# [Set of tasks]
1: Answer these questions from the blog text:
(a) How many people have fallen down the crack so far?
(b) The embroidery of cranes that the writer started was of cranes at which place?
(c) What is the writer supposed to be re-doing on Wednesday?
2: Please copy the part of the blog text starting at "Strange to have" and ending at "Or like this....".

** begin Document text **

It's time to get some new glasses; perhaps in January, so I can spend the rest of the winter reading enlightening literature and emerge into Spring as a fresh new bespectacled and clever cover-version of the previous me.
And it can be my one-competition-entry-a-year; I did that last year and won this computer, so you never know!

Monday, November 26, 2007

Louise Bourgeois

I met up with Caroline Coon today- she looked beautiful, long straight white-blonde hair, fitted black coat, slender legs and boy's shoes, what style the woman has!- at the Tate Modern, to see the Louise Bourgeois exhibition. We investigated the crack (apparently 14 people have fallen down it so far), then went and lunched with a view at the restaurant upstairs, admiring St Paul's and also the giant cranes; Caroline says she saw a documentary about them once. I told her about the embroidery I'd started of the cranes at Wembley- i got as far as doing the embroidered frame round the outside, then left it too long and in the meantime, they finished the stadium and took the cranes away.
Bah!
If I was a trillionaire I'd get 'em to put the cranes back just so I could finish the embroidery! It was going to be in black and white, because that seemed like a good idea, what with all those choices of embroidery thread colours. I had several different blacks and several different whites. Alas, my pretentiousness has been thwarted by the passing of time and the completion of the Wembley building project on time, near as dammit!
Louise Bourgeois is completely inspiring- there was one particular marble sculpture, of a seated animal with paws'n'claws and six globes hanging from its chest; its skin was stretched tautly over its spine and you could see the vertebrae just at the most curved part. The marble was polished to such a smooth finish, you wanted to stroke it. There were some drawings and models of housewives, women whose heads had been consumed by square and solid houses leaving their bodies helplessly dangling below them, that defined a feeling almost impossible to articulate in words but all too clear in her expression of it. She'd made little pink sewn model people with two heads, one head, eyelids, almost dolls but a little too scary. Oh do go and see it!
Afterwards we crossed the Millennium Bridge in search of coffee; unfortunately, I became too coughy myself (har har) and decided to tube it home.
Strange to have a cold- I don't get them very often. I hope it clears up by Wednesday because I'm supposed to be re-doing the vocals for the next album. I'll know tomorrow if I'm gonna be better in time. At the moment, I sneeze every time I sniff a strong smell, cough when my lungs hit the cold air, and walk like a 70-year-old man because my legs and arms are so stiff.
My nose is red and sore, my eyes are watering, and my head has settled somewhere between here and Mars.

Saturday, November 24, 2007

Playing guitar

The great thing about playing guitars is that you can play them like this...

Or like this....

Or this....

This....

Or even this!

Friday, November 23, 2007

Unicorn Theatre Gig

I have a very special gig coming up close to Christmas, close to London Bridge.

** end Document text **
** begin Dataset entries **

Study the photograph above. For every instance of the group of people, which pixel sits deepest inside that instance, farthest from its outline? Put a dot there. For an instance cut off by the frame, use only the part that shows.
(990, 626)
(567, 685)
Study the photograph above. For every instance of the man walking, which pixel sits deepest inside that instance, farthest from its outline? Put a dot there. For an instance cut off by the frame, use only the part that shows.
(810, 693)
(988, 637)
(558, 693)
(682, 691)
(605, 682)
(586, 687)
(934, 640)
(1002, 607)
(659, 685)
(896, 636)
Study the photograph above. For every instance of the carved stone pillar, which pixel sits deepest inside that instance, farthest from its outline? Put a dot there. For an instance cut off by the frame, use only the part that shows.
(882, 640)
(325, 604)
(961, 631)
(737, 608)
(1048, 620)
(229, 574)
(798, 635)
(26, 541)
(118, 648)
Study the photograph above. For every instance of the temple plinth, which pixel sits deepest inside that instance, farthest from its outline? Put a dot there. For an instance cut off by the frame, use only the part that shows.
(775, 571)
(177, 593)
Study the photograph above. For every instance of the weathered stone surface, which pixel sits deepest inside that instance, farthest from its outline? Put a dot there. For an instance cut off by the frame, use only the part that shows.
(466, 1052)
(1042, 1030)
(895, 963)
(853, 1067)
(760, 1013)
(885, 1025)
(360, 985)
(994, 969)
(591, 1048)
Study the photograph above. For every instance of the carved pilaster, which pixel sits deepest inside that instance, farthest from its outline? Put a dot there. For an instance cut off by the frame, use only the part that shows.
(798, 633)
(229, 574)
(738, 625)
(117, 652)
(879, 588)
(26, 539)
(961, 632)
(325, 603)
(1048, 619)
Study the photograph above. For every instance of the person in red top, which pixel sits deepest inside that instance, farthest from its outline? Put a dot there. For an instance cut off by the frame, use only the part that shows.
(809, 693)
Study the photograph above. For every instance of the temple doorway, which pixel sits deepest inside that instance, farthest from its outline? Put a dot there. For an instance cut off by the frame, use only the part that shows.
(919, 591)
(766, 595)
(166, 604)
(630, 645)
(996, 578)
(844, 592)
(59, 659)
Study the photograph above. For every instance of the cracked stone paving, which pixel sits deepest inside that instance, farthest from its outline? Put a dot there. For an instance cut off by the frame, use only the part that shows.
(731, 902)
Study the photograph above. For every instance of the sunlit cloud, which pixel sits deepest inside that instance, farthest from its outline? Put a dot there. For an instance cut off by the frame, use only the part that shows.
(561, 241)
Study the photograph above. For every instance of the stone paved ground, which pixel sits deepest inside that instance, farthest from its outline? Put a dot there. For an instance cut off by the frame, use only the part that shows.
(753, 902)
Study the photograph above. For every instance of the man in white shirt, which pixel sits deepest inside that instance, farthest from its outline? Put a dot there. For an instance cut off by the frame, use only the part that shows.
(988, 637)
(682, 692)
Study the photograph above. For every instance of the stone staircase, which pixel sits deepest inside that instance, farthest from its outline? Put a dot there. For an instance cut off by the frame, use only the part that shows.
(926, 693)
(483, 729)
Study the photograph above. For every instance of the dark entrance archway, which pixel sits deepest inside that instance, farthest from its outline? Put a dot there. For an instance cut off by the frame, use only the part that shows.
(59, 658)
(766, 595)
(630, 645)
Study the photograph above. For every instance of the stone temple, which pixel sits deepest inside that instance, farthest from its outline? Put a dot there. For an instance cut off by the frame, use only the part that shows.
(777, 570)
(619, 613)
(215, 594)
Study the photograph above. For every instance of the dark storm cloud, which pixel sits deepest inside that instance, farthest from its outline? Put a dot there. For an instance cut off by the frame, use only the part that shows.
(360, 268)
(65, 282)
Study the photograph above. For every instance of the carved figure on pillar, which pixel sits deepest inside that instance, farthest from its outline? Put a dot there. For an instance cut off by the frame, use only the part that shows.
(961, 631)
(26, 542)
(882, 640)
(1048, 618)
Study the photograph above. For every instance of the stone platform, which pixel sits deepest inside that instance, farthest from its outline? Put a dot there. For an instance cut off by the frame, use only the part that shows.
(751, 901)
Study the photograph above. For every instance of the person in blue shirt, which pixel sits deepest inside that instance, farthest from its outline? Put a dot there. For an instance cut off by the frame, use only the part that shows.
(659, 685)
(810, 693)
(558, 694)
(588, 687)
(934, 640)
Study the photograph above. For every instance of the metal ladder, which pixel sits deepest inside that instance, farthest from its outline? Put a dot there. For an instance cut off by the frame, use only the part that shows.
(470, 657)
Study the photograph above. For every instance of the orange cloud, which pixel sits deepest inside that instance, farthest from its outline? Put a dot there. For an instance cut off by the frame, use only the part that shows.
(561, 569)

** end Dataset entries **

# [Answers]
1:
(a) 14 people, apparently.
(b) Wembley.
(c) The vocals for the next album.

2:
Strange to have a cold- I don't get them very often. I hope it clears up by Wednesday because I'm supposed to be re-doing the vocals for the next album. I'll know tomorrow if I'm gonna be better in time. At the moment, I sneeze every time I sniff a strong smell, cough when my lungs hit the cold air, and walk like a 70-year-old man because my legs and arms are so stiff.
My nose is red and sore, my eyes are watering, and my head has settled somewhere between here and Mars.

Saturday, November 24, 2007

Playing guitar

The great thing about playing guitars is that you can play them like this...

Or like this....